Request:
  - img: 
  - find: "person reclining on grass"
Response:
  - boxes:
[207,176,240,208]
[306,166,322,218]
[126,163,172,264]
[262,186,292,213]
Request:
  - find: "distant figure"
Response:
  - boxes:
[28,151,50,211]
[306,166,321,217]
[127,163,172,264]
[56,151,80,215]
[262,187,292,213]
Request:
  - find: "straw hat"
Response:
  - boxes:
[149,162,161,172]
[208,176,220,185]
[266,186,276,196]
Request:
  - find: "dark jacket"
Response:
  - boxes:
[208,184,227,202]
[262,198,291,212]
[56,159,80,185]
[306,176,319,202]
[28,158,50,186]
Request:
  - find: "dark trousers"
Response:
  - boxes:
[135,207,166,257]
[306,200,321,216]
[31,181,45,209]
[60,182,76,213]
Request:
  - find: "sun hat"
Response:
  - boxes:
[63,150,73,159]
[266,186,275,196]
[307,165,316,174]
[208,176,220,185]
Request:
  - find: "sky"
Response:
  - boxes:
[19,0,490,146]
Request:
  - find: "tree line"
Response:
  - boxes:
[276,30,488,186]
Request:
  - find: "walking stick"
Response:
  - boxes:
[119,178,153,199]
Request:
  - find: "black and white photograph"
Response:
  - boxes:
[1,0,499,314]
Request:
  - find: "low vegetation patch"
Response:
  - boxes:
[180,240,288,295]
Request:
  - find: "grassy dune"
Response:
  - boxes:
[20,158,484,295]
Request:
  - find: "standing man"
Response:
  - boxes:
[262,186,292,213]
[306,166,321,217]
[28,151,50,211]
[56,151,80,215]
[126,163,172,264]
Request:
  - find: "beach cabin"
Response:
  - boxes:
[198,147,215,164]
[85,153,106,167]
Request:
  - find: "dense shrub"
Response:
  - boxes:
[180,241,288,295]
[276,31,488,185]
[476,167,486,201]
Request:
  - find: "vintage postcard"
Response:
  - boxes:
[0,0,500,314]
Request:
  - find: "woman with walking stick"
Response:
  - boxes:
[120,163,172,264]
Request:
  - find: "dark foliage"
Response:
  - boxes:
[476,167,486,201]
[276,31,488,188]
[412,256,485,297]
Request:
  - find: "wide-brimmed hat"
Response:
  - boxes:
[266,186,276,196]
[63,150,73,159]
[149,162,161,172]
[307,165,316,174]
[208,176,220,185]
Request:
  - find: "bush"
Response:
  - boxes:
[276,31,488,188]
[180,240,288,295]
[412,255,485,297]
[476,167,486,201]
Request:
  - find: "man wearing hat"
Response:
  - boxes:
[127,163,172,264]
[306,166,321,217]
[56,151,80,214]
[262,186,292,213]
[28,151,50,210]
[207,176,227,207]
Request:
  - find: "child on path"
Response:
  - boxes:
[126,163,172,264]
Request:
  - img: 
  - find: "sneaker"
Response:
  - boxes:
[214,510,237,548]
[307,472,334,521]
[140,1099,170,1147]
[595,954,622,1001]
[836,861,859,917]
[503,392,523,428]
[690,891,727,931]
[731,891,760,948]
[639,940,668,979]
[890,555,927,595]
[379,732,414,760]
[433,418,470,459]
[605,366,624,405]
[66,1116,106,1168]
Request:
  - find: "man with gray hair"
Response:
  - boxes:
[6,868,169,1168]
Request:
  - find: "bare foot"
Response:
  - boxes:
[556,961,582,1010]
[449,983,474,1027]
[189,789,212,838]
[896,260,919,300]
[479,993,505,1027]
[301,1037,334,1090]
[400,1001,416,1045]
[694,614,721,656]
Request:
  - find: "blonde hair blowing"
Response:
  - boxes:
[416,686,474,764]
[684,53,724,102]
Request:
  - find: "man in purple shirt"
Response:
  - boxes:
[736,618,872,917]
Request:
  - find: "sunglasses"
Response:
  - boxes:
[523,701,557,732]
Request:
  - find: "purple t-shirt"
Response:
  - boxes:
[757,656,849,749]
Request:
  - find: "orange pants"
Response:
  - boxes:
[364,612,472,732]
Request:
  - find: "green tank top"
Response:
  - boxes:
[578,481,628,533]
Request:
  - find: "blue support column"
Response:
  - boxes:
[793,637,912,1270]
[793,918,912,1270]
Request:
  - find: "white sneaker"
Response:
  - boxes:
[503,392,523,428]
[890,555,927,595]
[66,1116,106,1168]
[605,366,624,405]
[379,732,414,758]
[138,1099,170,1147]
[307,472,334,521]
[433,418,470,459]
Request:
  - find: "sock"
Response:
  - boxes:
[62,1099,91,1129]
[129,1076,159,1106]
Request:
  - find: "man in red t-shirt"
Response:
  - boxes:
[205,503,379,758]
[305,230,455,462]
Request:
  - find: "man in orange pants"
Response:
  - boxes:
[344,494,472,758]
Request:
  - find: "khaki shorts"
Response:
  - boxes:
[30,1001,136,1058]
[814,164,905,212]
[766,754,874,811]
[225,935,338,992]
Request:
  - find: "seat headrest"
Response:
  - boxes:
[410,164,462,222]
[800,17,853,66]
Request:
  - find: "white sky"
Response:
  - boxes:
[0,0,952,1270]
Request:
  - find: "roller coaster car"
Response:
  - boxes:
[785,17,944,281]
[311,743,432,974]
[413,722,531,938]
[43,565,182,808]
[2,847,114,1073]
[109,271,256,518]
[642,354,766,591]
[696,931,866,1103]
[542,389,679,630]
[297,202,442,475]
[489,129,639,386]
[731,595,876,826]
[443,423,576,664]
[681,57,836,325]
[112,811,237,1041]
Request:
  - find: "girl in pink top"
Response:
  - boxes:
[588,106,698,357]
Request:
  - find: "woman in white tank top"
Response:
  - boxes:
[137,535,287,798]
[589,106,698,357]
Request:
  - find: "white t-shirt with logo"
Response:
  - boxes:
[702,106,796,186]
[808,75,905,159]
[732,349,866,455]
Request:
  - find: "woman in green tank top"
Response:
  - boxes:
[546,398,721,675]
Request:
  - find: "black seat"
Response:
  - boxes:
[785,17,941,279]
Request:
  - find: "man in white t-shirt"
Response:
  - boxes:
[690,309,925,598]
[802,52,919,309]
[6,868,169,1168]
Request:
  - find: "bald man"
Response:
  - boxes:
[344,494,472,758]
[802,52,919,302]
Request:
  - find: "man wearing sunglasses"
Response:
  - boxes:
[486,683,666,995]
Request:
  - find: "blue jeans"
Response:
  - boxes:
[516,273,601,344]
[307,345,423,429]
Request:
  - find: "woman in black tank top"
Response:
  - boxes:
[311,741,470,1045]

+===+

_Set problem_: Which lines in the records contain the word "purple"? Report each one, copied in full.

_Solution for this exercise_:
  - find: "man in purple shirt"
  - find: "purple t-shirt"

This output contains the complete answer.